### Provided information
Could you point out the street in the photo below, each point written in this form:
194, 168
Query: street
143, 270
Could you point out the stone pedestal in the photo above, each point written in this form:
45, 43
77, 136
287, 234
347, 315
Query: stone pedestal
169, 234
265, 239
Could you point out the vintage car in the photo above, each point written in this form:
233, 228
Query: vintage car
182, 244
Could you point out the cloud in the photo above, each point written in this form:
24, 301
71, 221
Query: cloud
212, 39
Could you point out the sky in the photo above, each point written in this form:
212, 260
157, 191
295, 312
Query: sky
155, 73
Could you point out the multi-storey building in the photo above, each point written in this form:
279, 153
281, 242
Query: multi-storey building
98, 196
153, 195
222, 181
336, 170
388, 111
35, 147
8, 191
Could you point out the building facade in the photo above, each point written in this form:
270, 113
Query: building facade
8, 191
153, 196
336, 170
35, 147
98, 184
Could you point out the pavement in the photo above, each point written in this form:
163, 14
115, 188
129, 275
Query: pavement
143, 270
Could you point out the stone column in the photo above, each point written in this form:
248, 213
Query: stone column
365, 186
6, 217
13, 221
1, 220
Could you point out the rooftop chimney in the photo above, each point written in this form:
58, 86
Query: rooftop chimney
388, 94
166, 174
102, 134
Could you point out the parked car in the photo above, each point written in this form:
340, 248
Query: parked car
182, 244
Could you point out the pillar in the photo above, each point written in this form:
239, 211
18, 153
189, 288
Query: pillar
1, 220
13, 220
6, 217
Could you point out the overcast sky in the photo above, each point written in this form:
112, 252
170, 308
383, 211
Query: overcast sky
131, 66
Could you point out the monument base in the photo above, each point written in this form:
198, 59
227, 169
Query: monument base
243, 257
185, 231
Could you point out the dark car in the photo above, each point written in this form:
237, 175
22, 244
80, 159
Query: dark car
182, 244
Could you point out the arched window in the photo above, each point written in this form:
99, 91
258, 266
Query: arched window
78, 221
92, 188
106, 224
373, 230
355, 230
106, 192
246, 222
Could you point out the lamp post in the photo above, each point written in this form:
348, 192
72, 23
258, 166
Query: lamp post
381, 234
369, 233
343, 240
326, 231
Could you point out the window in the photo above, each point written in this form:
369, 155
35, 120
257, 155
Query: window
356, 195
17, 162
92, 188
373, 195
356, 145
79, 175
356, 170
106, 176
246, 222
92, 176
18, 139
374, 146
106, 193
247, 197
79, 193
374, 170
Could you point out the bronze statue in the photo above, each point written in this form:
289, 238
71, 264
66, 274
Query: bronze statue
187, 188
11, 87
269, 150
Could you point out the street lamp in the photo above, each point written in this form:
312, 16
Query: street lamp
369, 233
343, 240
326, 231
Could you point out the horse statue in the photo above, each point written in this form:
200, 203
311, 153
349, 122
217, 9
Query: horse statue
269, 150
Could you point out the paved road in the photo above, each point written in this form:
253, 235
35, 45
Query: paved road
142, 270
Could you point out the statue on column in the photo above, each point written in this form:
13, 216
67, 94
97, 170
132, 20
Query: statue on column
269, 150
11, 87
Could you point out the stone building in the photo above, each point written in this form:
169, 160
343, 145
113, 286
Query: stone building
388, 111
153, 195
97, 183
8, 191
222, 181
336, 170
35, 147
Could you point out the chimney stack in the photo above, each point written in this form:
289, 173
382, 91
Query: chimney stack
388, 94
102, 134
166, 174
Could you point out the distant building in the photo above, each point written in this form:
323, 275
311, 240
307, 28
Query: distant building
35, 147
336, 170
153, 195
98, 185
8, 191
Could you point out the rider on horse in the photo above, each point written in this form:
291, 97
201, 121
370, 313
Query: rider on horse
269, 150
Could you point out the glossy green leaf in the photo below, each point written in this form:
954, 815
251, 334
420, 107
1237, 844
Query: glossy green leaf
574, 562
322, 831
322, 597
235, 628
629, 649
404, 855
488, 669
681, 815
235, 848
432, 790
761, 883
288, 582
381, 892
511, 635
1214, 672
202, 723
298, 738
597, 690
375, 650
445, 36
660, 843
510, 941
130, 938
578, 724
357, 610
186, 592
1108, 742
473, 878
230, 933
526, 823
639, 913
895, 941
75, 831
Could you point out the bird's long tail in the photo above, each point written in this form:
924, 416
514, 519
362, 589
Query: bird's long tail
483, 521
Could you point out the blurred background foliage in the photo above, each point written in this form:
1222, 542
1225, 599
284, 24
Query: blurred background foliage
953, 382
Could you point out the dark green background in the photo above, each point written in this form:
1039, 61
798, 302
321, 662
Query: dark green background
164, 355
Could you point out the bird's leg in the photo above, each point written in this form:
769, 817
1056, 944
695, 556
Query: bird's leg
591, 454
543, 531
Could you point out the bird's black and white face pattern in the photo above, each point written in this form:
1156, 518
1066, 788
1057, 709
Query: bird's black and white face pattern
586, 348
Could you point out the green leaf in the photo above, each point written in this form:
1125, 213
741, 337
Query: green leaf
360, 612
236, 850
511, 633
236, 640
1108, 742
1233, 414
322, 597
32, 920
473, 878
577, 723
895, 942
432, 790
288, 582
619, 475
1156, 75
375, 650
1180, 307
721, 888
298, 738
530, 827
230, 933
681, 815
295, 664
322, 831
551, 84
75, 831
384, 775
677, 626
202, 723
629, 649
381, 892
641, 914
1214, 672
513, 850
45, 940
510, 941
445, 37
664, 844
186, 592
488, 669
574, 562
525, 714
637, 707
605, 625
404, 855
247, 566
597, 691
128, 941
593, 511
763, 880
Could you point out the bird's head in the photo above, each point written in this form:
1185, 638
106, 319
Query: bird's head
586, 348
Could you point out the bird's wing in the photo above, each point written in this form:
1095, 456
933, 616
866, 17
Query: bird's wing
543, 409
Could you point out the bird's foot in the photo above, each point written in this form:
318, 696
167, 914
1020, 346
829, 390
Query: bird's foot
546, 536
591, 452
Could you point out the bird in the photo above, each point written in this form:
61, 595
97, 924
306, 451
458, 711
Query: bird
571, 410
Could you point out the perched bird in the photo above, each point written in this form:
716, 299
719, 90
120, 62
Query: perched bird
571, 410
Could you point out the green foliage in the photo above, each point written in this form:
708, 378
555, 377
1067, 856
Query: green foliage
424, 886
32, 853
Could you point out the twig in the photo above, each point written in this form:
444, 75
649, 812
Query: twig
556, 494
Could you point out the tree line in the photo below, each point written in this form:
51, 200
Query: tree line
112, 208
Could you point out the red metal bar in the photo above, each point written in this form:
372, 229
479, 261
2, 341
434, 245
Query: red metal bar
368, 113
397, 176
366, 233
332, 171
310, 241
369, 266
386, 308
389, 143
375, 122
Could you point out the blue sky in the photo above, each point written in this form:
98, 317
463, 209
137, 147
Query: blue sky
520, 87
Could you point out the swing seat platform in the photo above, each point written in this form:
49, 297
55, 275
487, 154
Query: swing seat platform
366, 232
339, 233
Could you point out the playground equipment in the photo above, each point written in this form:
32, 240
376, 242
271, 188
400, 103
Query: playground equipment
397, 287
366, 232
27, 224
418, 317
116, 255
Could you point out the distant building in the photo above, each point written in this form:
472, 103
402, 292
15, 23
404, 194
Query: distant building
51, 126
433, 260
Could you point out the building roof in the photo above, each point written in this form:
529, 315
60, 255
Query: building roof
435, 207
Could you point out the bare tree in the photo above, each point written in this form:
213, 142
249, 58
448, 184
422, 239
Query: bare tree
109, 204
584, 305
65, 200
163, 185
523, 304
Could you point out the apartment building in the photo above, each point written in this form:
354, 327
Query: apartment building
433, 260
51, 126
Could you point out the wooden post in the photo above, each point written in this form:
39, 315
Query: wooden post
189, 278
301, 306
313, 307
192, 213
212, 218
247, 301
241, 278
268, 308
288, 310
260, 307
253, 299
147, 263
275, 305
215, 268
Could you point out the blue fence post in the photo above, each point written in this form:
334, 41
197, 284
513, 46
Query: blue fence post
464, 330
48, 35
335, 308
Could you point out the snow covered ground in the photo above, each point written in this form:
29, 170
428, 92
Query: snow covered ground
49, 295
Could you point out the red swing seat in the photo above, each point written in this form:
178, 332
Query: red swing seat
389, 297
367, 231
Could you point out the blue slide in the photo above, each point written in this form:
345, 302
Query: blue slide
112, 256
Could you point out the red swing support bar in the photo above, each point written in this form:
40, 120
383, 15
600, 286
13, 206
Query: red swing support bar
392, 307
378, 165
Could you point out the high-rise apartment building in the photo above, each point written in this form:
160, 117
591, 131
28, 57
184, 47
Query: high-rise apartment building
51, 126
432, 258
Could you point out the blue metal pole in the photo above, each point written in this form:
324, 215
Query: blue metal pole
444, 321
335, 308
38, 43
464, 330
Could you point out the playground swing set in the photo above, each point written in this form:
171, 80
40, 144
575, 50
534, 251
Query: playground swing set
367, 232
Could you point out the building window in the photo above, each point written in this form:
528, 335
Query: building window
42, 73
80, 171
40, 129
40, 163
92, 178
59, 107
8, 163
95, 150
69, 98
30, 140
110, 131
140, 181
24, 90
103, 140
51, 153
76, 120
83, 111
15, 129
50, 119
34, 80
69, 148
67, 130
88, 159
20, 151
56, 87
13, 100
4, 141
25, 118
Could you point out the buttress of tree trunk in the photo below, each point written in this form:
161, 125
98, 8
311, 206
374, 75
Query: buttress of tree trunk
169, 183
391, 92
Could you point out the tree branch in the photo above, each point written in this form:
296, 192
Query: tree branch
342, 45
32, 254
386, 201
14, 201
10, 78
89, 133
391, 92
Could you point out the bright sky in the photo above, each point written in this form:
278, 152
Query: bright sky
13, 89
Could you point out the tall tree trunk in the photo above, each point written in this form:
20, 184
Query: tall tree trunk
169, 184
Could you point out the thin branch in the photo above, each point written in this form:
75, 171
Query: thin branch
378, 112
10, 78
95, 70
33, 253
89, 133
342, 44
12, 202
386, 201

### Task directions
Repeat word for word the part of the listing above that starts with the line containing "Could you point out the tree branch" and runs through the end of the listing.

### Task answer
Could you point out the tree branch in the photo above, each point written in this form:
296, 192
Query: tree branch
342, 45
32, 254
386, 201
14, 201
10, 78
89, 133
391, 92
Could you point out the bright sky in the photo above, each point written in this form:
278, 152
Query: bright sky
13, 89
Could you point out the tall tree trunk in the photo above, each point written in this form:
20, 184
Query: tall tree trunk
169, 184
Could you point out the thin branch in the photo above, each point written in this form:
75, 171
Query: thin branch
378, 112
10, 78
95, 70
33, 253
89, 133
342, 44
12, 202
386, 201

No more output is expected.